== ACTIVITY 1 ==
Please answer these questions using the essay on Ralph Ellison.
(a) In what state and year was Ellison born?
(b) What did Ellison's father sell?
(c) Who said that "Ralph Ellison taught me what it is to be an American"?
== ACTIVITY 2 ==
Write the next part of the essay on Ralph Ellison, beginning right after its final sentence.

== SELECTED TEXT ==
▬▬▬
“I am an invisible man. No, I am not a spook like those who haunted Edgar Allen Poe; nor am I one of your Hollywood-movie extoplasms. I am a man of substance, of flesh and bone, fiber and liquids—and I might even be said to possess a mind. I am invisible, understand, simply because people refuse to see me…” — the nameless protagonist in Ellison’s novel Invisible Man
The Time Magazine essayist Roger Rosenblatt said that “Ralph Ellison taught me what it is to be an American” and upon reading the book for the first time in my twenties as a young Navy officer I came to the same conclusion for myself. From that first paragraph with its initial line that grabs you by the collar, the story’s narrator takes you for the ride of your life, opening your eyes to those things hiding in plain sight, revealing uncomfortable truths that the cowardly and dull among our fellow citizens refused–and continue to refuse–to see.
Ralph Waldo Ellison was born in Oklahoma in 1914 and it is through his experience in a pioneer state that had no history of slavery–a large part of what had been known as Indian Territory just eight years earlier–where though he grew up the “poorest among the poor,” he was given access to interact with white people and attend a good school; opportunities not even open to African Americans in the northern states of the time. It is through his experiences in this western part of the American Midwest that he learned to see the interplay and interconnections of white and black culture, though strictures still existed. He father sold ice and coal but died in an accident when Ellison was a child. His raising was left to his mother, Ida, who was an activist and was arrested several times for violating segregation laws.
▬▬▬
(Items from a data source)
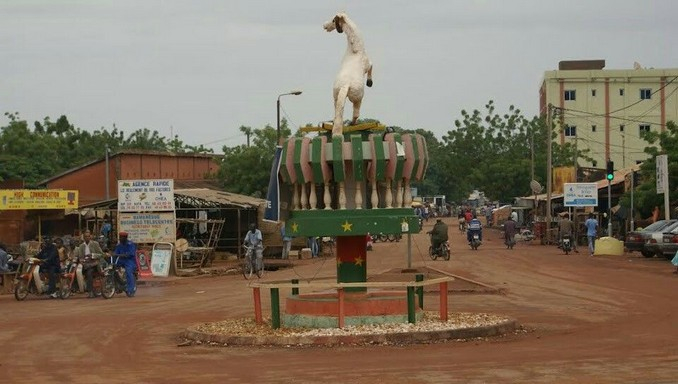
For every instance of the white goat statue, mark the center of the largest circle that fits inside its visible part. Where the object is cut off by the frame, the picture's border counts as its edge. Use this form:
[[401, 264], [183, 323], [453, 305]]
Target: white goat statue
[[354, 66]]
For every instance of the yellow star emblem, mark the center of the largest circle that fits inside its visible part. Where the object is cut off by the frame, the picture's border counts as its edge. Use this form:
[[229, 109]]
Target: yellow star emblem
[[347, 227]]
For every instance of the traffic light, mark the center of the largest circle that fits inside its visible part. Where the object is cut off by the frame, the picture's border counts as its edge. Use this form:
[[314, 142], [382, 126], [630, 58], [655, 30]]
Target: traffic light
[[610, 170]]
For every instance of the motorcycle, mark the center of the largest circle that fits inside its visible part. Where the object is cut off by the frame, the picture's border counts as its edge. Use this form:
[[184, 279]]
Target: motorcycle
[[526, 235], [120, 276], [30, 281], [394, 237], [475, 241], [72, 280], [442, 251], [380, 237], [102, 282], [566, 244]]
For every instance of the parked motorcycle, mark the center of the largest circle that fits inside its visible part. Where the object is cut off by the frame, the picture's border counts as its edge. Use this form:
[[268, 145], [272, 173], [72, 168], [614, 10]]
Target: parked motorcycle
[[442, 251], [30, 280], [119, 276], [566, 244], [103, 282], [475, 241], [72, 280]]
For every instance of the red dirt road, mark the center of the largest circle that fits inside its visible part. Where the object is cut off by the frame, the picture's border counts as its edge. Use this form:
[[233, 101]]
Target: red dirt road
[[590, 320]]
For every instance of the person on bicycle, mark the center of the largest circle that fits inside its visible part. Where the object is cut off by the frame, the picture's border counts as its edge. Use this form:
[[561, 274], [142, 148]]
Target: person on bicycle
[[92, 250], [438, 235], [474, 226], [255, 239], [126, 251]]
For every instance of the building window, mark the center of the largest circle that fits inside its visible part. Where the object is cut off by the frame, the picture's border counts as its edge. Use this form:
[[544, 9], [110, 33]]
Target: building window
[[570, 131]]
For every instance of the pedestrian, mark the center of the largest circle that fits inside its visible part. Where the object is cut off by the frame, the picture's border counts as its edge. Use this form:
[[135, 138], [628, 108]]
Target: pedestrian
[[510, 230], [90, 254], [313, 244], [4, 258], [591, 232], [126, 251], [254, 238], [287, 242], [50, 257]]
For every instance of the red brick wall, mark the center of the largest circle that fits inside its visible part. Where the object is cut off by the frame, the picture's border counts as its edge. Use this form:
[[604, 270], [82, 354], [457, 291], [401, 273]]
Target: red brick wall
[[91, 182]]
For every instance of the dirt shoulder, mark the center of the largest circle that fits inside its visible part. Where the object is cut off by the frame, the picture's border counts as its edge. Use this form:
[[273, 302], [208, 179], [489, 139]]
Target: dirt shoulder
[[588, 319]]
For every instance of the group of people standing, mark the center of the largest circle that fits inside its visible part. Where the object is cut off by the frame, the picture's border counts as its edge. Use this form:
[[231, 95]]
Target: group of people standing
[[55, 255]]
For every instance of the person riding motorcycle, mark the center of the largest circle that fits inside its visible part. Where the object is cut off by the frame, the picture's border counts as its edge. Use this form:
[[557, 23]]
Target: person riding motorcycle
[[474, 227], [126, 252], [50, 256], [510, 230], [438, 235], [565, 228]]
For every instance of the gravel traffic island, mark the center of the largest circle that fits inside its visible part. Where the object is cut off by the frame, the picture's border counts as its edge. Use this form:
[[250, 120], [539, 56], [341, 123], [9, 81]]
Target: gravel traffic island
[[460, 326]]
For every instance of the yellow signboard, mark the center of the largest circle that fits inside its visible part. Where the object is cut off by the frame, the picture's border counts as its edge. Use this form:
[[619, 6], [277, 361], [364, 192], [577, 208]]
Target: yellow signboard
[[14, 199]]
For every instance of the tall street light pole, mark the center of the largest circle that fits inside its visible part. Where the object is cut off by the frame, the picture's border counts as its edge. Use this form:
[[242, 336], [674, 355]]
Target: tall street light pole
[[278, 110]]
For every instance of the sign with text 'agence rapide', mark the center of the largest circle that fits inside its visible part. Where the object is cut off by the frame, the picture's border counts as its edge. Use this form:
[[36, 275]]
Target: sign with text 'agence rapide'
[[146, 195]]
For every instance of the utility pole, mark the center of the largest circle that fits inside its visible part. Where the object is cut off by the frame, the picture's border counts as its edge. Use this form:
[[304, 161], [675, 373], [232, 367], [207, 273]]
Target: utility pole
[[633, 186], [549, 132], [532, 156]]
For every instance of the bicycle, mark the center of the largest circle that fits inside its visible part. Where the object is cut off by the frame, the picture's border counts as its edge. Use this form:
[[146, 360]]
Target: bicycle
[[252, 264]]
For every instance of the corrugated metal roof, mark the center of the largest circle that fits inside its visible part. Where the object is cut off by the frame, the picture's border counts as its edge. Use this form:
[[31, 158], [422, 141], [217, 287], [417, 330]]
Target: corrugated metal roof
[[221, 197], [130, 152]]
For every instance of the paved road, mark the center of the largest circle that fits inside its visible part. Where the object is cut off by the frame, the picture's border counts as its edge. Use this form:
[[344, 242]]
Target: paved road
[[590, 320]]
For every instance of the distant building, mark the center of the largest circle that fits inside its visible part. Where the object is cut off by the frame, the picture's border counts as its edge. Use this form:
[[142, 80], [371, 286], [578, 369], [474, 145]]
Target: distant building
[[189, 170], [605, 110]]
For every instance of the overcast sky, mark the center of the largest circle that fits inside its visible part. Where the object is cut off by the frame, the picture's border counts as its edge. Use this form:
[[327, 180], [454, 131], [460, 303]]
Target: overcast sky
[[205, 68]]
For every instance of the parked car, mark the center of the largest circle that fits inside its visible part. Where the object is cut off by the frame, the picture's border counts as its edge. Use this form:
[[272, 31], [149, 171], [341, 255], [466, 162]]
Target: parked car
[[667, 245], [635, 240]]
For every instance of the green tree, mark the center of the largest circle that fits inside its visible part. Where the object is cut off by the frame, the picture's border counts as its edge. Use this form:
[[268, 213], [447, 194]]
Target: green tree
[[646, 197]]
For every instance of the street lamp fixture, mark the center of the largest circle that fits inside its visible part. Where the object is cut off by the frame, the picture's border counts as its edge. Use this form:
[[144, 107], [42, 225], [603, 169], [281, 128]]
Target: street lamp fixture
[[296, 93]]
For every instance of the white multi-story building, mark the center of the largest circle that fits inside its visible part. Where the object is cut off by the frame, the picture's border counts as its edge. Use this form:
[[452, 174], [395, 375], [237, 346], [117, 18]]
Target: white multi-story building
[[606, 110]]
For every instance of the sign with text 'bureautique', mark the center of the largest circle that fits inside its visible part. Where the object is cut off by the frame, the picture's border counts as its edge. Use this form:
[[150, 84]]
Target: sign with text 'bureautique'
[[148, 227], [14, 199], [146, 195]]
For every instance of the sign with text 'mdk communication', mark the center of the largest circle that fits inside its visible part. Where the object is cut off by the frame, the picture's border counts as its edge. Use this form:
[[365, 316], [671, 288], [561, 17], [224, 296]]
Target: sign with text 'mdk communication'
[[13, 199], [145, 195]]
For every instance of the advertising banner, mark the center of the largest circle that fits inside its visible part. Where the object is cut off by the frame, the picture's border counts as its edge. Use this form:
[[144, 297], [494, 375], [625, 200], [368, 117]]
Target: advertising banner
[[272, 210], [580, 195], [14, 199], [160, 262], [145, 195], [149, 227]]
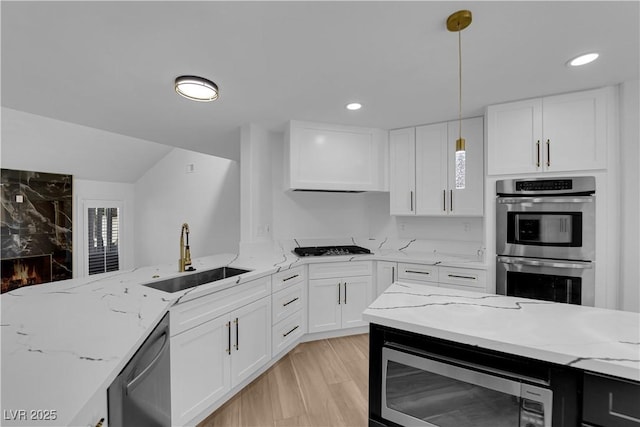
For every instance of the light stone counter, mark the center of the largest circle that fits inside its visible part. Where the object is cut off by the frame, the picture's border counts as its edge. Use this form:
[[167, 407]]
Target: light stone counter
[[588, 338], [63, 343]]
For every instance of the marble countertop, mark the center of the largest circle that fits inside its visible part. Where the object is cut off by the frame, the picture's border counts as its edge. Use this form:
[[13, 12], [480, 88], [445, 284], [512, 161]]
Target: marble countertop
[[588, 338], [63, 343]]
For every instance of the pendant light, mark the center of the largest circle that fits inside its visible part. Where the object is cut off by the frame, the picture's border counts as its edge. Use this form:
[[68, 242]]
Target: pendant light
[[457, 22]]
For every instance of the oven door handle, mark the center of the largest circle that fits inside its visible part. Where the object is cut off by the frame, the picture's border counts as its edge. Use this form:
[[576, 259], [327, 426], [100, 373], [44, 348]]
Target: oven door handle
[[521, 200], [545, 263]]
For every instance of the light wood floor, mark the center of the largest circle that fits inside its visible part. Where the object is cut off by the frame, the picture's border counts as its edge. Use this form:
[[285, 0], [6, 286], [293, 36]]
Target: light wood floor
[[320, 383]]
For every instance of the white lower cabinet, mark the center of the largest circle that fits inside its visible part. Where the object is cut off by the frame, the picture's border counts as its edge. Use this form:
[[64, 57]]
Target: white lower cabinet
[[208, 360], [338, 294], [200, 368]]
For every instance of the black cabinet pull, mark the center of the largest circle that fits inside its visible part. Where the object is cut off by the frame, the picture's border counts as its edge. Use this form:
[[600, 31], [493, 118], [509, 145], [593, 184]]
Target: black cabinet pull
[[417, 272], [461, 277], [237, 337], [284, 335], [287, 303], [345, 292]]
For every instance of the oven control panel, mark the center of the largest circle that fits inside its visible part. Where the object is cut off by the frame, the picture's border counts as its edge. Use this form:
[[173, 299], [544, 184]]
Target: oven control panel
[[531, 414]]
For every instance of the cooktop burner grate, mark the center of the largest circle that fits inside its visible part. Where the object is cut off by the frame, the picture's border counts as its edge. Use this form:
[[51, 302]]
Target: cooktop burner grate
[[331, 250]]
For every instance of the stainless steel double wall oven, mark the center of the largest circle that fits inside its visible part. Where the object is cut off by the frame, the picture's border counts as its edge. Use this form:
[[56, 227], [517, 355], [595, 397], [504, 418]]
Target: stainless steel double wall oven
[[545, 239]]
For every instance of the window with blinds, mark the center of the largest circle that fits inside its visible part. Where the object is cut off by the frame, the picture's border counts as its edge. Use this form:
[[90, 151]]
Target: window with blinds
[[103, 238]]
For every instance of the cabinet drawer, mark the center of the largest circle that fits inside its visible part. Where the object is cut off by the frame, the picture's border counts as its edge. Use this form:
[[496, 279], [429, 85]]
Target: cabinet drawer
[[463, 277], [327, 270], [197, 311], [286, 278], [417, 272], [287, 331], [611, 402], [287, 301]]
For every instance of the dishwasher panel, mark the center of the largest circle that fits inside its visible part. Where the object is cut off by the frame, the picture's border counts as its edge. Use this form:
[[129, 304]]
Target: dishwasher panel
[[141, 394]]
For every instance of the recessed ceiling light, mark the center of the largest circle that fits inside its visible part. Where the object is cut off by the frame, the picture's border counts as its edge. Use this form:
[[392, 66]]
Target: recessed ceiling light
[[196, 88], [583, 59]]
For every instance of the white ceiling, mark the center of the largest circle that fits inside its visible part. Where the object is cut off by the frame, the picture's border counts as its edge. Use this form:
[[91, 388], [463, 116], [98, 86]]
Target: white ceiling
[[111, 65]]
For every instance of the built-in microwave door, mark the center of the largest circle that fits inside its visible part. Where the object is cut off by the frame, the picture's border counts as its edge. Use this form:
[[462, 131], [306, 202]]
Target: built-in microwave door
[[419, 391], [546, 227], [571, 282]]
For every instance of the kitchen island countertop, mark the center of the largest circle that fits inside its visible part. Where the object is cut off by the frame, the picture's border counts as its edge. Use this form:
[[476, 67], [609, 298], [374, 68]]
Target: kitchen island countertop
[[64, 342], [592, 339]]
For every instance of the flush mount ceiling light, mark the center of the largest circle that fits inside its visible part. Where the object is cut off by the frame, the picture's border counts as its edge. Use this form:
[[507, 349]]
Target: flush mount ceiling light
[[196, 88], [583, 59], [457, 22]]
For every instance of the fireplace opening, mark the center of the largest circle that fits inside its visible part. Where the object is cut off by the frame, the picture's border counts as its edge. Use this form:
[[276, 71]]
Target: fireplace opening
[[25, 271]]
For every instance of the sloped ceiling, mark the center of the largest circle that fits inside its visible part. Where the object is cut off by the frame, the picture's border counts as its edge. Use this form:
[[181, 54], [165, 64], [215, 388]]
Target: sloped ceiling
[[111, 65]]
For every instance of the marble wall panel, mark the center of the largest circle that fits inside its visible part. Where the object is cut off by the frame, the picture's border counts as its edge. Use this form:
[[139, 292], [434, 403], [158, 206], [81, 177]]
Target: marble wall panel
[[36, 219]]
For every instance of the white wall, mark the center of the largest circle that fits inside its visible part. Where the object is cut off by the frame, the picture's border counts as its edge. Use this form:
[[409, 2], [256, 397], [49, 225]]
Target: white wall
[[208, 199], [123, 193], [630, 196], [320, 215], [37, 143]]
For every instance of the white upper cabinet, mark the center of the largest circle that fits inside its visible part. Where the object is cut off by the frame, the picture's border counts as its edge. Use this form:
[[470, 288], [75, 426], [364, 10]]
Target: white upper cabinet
[[321, 156], [402, 171], [422, 170], [551, 134]]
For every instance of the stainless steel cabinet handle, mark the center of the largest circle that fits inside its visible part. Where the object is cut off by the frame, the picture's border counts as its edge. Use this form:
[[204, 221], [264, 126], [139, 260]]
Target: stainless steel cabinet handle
▬▬▬
== EXERCISE ANSWER 1 ==
(a) Oklahoma, in 1914.
(b) Ice and coal.
(c) Roger Rosenblatt, the Time Magazine essayist.

== EXERCISE ANSWER 2 ==
Young Ellison was a talented young man and saw many mentors–both black and white–during his developing years. Among these was Ludwig Hebestreit, the conductor of the Oklahoma City Orchestra, who saw great promise in the young musician. Ellison was thus accepted to Tuskegee Institute in Alabama on an Oklahoma state scholarship to study music. Wishing to play jazz trumpet, he faced opposition by the more conservative-minded faculty who judged the music base and reflecting poorly on the “race.” At this point stories diverge. What is clear is that Ellison traveled to New York either to find summer employment with the intent of returning to Tuskegee, or to pursue a different career in the visual arts (photography) or sculpture. In either case the artifacts from these interests show a man of multiple and considerable talents.
While in New York he came across Langston Hughes, Richard Wright, and other influential members of the “Harlem Renaissance” and switched his energies to writing for the Federal Writers’ Project of the Works Progress Administration (WPA). There he worked in the Living Lore Unit of the project where he gathered materials of–and was influenced by–black folklore and culture. Until he joined the Navy during the Second World War he contributed essays and stories to various publications, eventually becoming editor of The Negro Quarterly. Unpublished stories from this period prior to the publication of Invisible Man, posthumously published in 1996 under the title Flying Home and Other Stories show the development of a unique and powerful voice about to enter American letters, .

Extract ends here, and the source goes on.